**SOURCE PASSAGE**
....
Heavy in theoretical science but lighthearted in its approach, Mondragon is intelligent, multifaceted, and engaging.
Mondragon by Aran Jane is a work of speculative science fiction, unexpectedly infused with a kind of technopsychedelic philosophy, that tempts the creative mind with a feast of scientific potential.
The novel is set in a dual-planet empire between Earth and Mars. Biological humans, or “accidentals,” and beings who have taken the “great leap” into new forms with the potential for indefinite life extension, or “newstylers,” populate this empire. A mixed group of such beings are tasked with preventing a statistically likely genocide.
Derek Mondragon serves as an appealing protagonist. He is a young parent and, while some might tease him about his youth, there is no doubt he is someone guided by his convictions. His commitment to protect a future fit for the next generation leads him to face inexplicable dangers, and he proves easy to empathize with in this pursuit. Deeply dedicated to his loved ones, Mondragon’s pain in personal loss is well wrought on the page, even amidst the more theoretical passages, and is illustrated in personal moments with the people he loves. He is guided not just by a sense of honor or justice, but also by lust, friendship, loneliness, and compassion.
....
**REQUIRED ACTION**
Copy out the review of Mondragon above in full, word for word.
....
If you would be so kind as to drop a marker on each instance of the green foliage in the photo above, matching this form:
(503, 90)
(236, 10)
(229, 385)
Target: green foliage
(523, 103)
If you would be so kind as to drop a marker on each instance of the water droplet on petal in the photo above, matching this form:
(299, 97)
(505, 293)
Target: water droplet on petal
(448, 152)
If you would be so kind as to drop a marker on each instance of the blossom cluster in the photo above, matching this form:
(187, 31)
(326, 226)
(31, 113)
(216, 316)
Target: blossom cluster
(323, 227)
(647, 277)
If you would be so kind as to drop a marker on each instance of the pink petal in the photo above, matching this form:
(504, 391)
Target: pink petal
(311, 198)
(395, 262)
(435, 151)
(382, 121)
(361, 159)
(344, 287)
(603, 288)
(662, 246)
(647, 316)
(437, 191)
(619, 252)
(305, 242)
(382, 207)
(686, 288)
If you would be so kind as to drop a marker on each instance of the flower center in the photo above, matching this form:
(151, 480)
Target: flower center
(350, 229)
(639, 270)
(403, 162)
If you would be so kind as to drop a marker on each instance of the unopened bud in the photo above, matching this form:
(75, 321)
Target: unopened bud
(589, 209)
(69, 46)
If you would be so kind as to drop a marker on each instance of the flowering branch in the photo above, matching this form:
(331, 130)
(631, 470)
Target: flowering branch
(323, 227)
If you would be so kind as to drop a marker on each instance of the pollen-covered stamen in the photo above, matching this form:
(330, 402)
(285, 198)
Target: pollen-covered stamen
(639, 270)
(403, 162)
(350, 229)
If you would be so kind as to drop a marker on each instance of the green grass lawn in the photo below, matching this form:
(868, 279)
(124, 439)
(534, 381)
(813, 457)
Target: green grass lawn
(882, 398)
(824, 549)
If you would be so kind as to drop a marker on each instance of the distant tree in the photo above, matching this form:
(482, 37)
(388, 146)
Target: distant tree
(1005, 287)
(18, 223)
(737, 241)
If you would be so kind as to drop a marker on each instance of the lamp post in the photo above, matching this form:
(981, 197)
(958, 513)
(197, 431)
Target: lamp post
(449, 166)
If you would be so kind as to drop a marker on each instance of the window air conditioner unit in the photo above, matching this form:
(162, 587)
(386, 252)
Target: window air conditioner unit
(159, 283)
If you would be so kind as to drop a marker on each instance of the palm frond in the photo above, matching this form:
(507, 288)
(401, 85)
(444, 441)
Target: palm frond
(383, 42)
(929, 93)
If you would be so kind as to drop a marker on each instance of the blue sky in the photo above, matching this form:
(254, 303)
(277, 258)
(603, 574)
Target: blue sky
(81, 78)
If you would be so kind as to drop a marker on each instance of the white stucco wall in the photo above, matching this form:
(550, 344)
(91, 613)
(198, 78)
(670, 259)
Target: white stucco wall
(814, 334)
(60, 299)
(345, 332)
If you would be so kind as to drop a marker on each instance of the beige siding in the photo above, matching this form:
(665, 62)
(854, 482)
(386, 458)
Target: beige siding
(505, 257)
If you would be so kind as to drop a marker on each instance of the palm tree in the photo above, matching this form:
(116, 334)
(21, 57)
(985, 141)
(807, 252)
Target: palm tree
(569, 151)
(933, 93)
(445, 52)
....
**RESPONSE TO THIS EXERCISE**
Heavy in theoretical science but lighthearted in its approach, Mondragon is intelligent, multifaceted, and engaging.
Mondragon by Aran Jane is a work of speculative science fiction, unexpectedly infused with a kind of technopsychedelic philosophy, that tempts the creative mind with a feast of scientific potential.
The novel is set in a dual-planet empire between Earth and Mars. Biological humans, or “accidentals,” and beings who have taken the “great leap” into new forms with the potential for indefinite life extension, or “newstylers,” populate this empire. A mixed group of such beings are tasked with preventing a statistically likely genocide.
Derek Mondragon serves as an appealing protagonist. He is a young parent and, while some might tease him about his youth, there is no doubt he is someone guided by his convictions. His commitment to protect a future fit for the next generation leads him to face inexplicable dangers, and he proves easy to empathize with in this pursuit. Deeply dedicated to his loved ones, Mondragon’s pain in personal loss is well wrought on the page, even amidst the more theoretical passages, and is illustrated in personal moments with the people he loves. He is guided not just by a sense of honor or justice, but also by lust, friendship, loneliness, and compassion.